Transcribe exactly the lines that begin the material and continue through the line containing "positive clicks: (333, 654) (349, 665)". Leave out whatever follows.
== == ==
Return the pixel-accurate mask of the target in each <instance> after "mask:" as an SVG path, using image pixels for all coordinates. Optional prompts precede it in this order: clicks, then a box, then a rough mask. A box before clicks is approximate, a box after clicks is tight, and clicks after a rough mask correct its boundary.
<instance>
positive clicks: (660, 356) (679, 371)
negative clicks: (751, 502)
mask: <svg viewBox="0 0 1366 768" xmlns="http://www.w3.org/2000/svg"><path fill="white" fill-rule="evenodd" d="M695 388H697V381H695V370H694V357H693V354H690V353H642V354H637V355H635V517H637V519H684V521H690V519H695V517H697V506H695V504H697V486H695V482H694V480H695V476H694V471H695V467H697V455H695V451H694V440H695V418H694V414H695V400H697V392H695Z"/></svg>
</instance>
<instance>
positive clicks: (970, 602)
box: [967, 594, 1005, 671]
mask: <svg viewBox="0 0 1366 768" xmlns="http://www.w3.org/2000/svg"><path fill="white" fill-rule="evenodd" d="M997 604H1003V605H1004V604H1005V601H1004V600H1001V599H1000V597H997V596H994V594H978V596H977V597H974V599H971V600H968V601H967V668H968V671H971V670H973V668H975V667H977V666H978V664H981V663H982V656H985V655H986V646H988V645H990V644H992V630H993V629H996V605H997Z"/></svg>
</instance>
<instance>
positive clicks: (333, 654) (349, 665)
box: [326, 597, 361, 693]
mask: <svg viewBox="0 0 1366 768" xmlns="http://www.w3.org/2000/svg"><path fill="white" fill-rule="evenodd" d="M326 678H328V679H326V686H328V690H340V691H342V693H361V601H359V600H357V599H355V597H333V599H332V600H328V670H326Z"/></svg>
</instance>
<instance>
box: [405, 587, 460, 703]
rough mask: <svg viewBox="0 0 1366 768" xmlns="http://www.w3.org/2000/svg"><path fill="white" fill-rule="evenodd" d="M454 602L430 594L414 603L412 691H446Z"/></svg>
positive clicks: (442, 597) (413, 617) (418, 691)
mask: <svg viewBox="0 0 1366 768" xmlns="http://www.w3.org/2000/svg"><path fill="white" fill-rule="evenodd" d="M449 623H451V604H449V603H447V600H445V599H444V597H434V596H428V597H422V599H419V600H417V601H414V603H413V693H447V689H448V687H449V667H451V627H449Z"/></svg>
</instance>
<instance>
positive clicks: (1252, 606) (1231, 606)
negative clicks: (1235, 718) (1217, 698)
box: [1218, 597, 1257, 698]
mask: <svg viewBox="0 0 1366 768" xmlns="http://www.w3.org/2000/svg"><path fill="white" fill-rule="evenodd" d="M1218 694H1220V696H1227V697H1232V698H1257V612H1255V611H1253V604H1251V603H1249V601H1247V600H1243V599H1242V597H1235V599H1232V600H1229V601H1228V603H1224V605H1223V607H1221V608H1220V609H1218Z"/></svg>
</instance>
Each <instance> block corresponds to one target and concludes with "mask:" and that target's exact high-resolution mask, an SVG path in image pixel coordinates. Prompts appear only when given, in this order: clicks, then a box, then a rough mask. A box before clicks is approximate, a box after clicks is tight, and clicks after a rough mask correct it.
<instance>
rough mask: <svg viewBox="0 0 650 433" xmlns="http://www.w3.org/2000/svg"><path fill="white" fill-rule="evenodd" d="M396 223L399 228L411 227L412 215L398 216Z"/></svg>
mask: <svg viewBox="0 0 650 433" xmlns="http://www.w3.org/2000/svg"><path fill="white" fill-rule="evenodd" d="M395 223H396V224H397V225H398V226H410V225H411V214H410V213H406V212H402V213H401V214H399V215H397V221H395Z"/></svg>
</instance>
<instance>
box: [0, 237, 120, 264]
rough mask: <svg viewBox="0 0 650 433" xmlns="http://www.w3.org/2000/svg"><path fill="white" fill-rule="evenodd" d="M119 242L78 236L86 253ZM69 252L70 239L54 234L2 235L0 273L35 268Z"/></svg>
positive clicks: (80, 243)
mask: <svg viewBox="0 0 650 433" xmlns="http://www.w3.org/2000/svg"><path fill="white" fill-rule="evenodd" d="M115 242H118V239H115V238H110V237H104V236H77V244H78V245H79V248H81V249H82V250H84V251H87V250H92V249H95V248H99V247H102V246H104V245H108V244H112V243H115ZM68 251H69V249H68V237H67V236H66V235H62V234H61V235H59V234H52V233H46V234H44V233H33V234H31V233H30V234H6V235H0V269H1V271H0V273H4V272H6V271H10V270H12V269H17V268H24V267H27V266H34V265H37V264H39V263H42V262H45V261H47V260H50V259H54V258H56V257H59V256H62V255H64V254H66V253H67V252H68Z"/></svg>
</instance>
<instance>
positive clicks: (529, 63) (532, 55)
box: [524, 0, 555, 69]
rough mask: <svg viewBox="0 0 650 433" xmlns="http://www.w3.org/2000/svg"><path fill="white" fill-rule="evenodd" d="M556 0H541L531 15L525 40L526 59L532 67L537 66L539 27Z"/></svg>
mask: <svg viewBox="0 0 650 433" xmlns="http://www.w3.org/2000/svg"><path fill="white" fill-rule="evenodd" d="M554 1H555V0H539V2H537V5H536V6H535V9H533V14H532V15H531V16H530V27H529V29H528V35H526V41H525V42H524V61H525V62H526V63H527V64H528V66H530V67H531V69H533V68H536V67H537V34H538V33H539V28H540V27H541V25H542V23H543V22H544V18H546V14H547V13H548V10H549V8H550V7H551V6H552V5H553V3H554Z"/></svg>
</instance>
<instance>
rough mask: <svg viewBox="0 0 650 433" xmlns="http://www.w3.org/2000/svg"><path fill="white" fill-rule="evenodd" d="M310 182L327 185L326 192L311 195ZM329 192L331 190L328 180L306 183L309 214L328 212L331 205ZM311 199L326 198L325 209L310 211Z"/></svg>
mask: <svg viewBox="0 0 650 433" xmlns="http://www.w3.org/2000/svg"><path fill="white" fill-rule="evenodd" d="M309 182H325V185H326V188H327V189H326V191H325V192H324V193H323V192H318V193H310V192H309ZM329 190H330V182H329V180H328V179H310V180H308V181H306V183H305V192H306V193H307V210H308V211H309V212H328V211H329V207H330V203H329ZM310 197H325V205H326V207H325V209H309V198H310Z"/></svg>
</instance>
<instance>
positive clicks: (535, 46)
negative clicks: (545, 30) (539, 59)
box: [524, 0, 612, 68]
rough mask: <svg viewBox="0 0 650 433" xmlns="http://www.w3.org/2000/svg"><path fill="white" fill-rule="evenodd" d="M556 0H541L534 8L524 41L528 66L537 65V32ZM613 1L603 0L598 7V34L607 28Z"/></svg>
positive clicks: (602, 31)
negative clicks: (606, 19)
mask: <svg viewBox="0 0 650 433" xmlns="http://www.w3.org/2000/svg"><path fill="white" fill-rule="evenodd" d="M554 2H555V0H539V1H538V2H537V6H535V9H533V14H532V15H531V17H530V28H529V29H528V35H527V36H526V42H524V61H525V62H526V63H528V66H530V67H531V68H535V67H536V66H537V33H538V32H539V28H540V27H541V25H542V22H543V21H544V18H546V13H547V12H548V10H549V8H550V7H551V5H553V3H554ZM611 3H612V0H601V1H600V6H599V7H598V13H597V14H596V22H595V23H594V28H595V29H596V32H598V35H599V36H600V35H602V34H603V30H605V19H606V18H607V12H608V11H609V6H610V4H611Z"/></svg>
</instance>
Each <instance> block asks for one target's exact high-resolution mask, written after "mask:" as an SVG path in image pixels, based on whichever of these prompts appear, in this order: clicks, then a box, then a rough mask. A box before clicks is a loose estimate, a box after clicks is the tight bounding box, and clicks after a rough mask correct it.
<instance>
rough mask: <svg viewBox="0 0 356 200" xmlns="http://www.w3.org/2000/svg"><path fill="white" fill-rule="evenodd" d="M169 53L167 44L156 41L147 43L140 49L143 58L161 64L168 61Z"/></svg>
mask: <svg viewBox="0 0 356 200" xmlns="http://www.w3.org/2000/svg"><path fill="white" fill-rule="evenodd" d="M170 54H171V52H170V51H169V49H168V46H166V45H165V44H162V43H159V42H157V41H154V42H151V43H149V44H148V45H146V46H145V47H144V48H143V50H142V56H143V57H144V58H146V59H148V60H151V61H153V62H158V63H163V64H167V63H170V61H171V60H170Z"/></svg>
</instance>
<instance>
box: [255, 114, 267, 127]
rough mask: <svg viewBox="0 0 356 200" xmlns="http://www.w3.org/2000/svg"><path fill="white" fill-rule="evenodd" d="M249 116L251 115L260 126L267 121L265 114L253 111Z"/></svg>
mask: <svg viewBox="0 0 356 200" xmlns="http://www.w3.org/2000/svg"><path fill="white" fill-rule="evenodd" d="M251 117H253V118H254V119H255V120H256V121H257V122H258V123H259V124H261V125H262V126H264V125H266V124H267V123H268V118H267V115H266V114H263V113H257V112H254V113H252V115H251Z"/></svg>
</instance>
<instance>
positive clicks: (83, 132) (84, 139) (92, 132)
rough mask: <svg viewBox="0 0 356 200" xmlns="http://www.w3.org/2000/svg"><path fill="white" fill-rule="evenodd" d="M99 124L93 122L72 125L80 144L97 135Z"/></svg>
== == ==
• Exercise answer
Return the pixel-accurate mask of the target in each <instance> after "mask:" as an SVG path, using image pixels for all coordinates. Optional prompts precede it in this order: clicks, then a box, then a rough mask. A box before clicks is approximate, a box after clicks is tight, and clicks after a rough mask correct its boundary.
<instance>
positive clicks: (660, 356) (679, 371)
negative clicks: (751, 502)
mask: <svg viewBox="0 0 1366 768" xmlns="http://www.w3.org/2000/svg"><path fill="white" fill-rule="evenodd" d="M695 388H697V381H695V370H694V357H693V354H690V353H642V354H637V355H635V517H637V519H684V521H690V519H695V517H697V506H695V504H697V486H695V482H694V480H695V476H694V471H695V467H697V455H695V451H694V440H695V418H694V414H695V400H697V392H695Z"/></svg>
</instance>
<instance>
positive clicks: (970, 602)
box: [967, 594, 1005, 671]
mask: <svg viewBox="0 0 1366 768" xmlns="http://www.w3.org/2000/svg"><path fill="white" fill-rule="evenodd" d="M997 604H1003V605H1004V604H1005V601H1004V600H1001V599H1000V597H997V596H994V594H978V596H977V597H974V599H971V600H968V601H967V668H968V671H971V670H973V668H975V667H977V666H978V664H981V663H982V656H985V655H986V646H988V645H990V644H992V630H993V629H996V605H997Z"/></svg>
</instance>
<instance>
positive clicks: (333, 654) (349, 665)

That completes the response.